──────── Selected passage

After Recent Train Derailments, Biden, Congress Must Implement New Safety Standards, Worker Protections

Interview with Tracy Carluccio, deputy director of the Delaware Riverkeeper Network, conducted by Melinda Tuhus

The Feb. 3 derailment of a Norfolk Southern freight train on the Ohio-Pennsylvania border that released vinyl chloride and other toxic chemicals, has brought to light the dangerous cargoes that are moved daily all around the country, and around the world.  A second Norfolk Southern freight train derailment near Springfield, Ohio on March 4 that fortunately wasn’t carrying toxic materials, underscores the ongoing hazard posed by these trains.

[Editor’s update: A Norfolk Southern conductor was killed in accident involving a dump truck at Ohio steel facility March 8. A third Norfolk Southern train derailed in northeast Alabama on March 9, as the company’s CEO testified in front of Congress amid a string of high-profile incidents involving the rail giant.]

U.S. freight trains often use old, unsafe equipment with little or no notification to residents in neighborhoods through which these dangerous “bomb trains” travel. Those residents are most often living in what are called environmental justice communities – with high concentrations of low-income and people of color, who have minimal political power and little or no information about the toxic materials passing through their neighborhoods.

Between The Lines’ Melinda Tuhus spoke with Tracy Carluccio, deputy director of the Delaware Riverkeeper Network, based in Pennsylvania. Here she talks about the threat posed by toxic train cargo to public safety, health, the environment and the economy, as well as new policies needed to minimize these hazards.

────────────────

> [What you will do]:
- a) In the train derailment article, on what date did the Norfolk Southern freight train derail near Springfield, Ohio?
- b) From the train derailment article, extract everything from "U.S. freight trains" down to "through their neighborhoods.".

──────── Data records

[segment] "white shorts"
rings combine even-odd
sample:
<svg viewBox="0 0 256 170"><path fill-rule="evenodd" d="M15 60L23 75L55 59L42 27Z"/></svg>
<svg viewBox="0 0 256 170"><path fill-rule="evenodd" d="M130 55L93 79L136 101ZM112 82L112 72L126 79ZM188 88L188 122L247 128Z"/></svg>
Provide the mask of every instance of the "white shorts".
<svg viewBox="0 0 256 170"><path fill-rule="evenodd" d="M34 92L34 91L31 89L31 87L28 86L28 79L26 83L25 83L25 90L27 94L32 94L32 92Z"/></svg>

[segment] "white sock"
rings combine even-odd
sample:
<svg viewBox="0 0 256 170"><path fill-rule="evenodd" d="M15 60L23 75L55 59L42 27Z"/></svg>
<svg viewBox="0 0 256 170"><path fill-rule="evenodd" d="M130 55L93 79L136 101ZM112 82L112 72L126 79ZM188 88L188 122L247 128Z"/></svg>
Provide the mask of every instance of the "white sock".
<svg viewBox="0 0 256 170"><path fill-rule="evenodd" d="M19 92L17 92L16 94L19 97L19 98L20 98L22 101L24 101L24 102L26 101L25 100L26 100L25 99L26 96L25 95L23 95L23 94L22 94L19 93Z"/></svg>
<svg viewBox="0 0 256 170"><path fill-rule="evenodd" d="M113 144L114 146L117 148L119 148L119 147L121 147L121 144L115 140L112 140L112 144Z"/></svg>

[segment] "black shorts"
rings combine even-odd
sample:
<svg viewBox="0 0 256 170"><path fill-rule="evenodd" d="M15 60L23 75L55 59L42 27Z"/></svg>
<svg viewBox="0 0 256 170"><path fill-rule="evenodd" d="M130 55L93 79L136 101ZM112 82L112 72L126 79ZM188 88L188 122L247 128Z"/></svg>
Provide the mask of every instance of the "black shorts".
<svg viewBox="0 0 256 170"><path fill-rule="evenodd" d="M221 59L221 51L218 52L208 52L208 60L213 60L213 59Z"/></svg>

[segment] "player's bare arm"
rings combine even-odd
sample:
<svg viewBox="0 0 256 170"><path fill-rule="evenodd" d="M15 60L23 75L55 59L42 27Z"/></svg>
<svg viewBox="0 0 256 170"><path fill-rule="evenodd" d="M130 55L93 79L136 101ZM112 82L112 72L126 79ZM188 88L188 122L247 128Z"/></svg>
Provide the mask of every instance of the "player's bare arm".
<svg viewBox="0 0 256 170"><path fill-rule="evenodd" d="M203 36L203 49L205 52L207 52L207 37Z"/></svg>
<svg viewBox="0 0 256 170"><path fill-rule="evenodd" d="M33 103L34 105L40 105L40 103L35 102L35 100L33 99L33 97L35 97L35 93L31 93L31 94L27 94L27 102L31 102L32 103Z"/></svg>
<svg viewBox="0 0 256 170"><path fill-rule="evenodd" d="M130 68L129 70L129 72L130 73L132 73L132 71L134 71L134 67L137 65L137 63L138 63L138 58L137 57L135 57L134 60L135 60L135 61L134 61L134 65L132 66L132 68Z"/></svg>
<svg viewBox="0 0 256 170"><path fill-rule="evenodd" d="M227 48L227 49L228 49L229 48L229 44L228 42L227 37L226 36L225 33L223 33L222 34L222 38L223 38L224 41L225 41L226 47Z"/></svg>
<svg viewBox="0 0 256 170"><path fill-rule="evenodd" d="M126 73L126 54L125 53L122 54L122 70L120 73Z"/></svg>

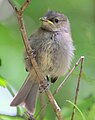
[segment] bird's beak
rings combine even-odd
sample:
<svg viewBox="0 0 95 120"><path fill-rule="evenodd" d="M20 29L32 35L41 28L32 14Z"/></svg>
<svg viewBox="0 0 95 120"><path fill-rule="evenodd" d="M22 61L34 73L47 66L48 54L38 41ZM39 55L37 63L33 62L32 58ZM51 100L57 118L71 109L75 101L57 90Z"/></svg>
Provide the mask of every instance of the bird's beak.
<svg viewBox="0 0 95 120"><path fill-rule="evenodd" d="M40 18L40 21L48 22L48 23L50 23L50 24L53 25L53 22L51 22L50 20L48 20L47 17L41 17L41 18Z"/></svg>

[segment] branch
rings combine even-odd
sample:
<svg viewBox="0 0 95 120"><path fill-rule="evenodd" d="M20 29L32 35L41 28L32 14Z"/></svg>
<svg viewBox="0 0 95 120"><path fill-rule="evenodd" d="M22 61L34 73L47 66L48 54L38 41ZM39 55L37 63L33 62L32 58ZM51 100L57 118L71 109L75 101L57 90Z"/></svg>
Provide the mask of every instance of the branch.
<svg viewBox="0 0 95 120"><path fill-rule="evenodd" d="M38 81L39 84L42 84L42 83L47 84L44 76L42 75L40 69L38 68L38 65L36 63L35 57L34 57L33 52L32 52L32 48L30 47L30 44L28 42L28 37L27 37L25 25L24 25L24 20L23 20L23 17L22 17L24 10L27 8L27 6L29 5L31 0L26 0L26 2L22 5L20 10L17 9L17 7L12 3L11 0L8 0L8 1L16 12L18 22L19 22L19 25L20 25L21 35L22 35L23 42L24 42L24 45L25 45L25 49L26 49L27 55L29 56L29 58L31 60L33 68L34 68L34 70L37 74L37 77L38 77L37 81ZM32 72L32 71L30 70L29 72ZM43 89L44 89L44 86L43 86ZM52 104L52 107L53 107L53 109L56 113L56 116L57 116L58 120L63 120L62 115L61 115L61 110L60 110L59 106L57 105L57 102L55 101L53 95L51 94L51 92L49 90L46 90L45 92L46 92L46 95L49 98L49 101Z"/></svg>
<svg viewBox="0 0 95 120"><path fill-rule="evenodd" d="M70 72L67 74L67 76L65 77L65 79L63 80L63 82L58 86L58 88L54 91L54 93L53 93L53 95L55 95L55 94L57 94L59 91L60 91L60 89L65 85L65 83L66 83L66 81L68 80L68 78L70 77L70 75L73 73L73 71L76 69L76 67L80 64L80 62L81 62L81 68L80 68L80 71L82 72L82 64L83 64L83 61L84 61L84 56L81 56L79 59L78 59L78 61L76 62L76 64L74 65L74 67L70 70ZM81 73L80 73L81 74ZM81 75L80 75L80 78L81 78ZM79 85L78 85L78 87L79 87ZM78 89L78 88L77 88ZM77 92L77 95L78 95L78 92ZM76 98L76 97L75 97ZM77 101L77 99L75 100L75 101ZM75 103L75 102L74 102ZM42 107L41 107L41 110L37 113L37 115L36 115L36 118L38 117L38 115L42 112L42 110L45 108L45 107L47 107L47 105L49 104L49 101L45 104L45 105L43 105ZM73 108L73 110L74 110L75 108ZM72 114L73 114L73 112L72 112Z"/></svg>
<svg viewBox="0 0 95 120"><path fill-rule="evenodd" d="M78 99L79 86L80 86L80 78L81 78L81 76L82 76L82 69L83 69L84 56L81 56L80 60L81 60L81 66L80 66L80 72L79 72L79 77L78 77L78 83L77 83L76 93L75 93L75 101L74 101L74 104L75 104L75 105L76 105L77 99ZM71 120L74 120L74 115L75 115L75 106L73 107L73 112L72 112Z"/></svg>

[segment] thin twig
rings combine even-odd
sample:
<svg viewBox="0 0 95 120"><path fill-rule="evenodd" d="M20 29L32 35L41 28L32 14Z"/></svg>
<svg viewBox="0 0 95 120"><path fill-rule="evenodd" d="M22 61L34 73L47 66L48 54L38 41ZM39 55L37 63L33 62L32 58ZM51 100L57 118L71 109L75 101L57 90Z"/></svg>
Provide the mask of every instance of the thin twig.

────────────────

> [Answers to the exercises]:
- a) March 4

- b)
U.S. freight trains often use old, unsafe equipment with little or no notification to residents in neighborhoods through which these dangerous “bomb trains” travel. Those residents are most often living in what are called environmental justice communities – with high concentrations of low-income and people of color, who have minimal political power and little or no information about the toxic materials passing through their neighborhoods.